[start]

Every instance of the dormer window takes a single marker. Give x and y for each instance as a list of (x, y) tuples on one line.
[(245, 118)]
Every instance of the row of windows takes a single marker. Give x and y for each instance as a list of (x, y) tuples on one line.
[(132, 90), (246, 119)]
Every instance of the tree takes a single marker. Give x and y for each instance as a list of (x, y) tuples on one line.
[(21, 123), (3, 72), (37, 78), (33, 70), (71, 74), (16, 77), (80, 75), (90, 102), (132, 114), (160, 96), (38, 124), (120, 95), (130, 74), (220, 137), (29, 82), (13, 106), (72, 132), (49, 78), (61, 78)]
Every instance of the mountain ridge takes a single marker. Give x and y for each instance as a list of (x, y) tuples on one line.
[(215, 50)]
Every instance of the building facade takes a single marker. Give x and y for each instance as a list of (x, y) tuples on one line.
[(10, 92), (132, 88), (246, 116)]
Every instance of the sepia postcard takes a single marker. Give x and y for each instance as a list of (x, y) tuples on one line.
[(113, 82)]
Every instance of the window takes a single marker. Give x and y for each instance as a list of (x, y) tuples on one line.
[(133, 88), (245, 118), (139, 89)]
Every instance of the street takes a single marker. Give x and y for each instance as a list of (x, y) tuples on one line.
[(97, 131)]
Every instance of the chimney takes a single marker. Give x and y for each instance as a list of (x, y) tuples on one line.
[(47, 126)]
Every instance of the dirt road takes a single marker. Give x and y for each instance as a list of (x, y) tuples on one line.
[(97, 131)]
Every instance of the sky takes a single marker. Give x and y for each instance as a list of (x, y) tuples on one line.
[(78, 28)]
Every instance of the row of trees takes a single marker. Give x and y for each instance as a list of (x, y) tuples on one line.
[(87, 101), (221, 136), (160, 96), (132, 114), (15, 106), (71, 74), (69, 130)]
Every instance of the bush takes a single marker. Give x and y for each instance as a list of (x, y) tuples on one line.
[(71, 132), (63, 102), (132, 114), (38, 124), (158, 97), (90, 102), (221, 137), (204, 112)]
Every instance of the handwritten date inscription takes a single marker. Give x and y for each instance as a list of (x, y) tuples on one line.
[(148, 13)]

[end]

• [TASK DIRECTIONS]
Scale the part of the entries that opens with the line containing "Every instance of the mountain" and closes with the line containing "[(215, 50)]", and give only those lines. Copy each request line unchanged, and multiply every coordinate in the answers by 1.65, rounding to whole numbers with halves rounded up.

• [FINAL RESULT]
Every instance of the mountain ridge takes a single marker. Give x and y for each instance as a list of (x, y) tuples on one line.
[(355, 83)]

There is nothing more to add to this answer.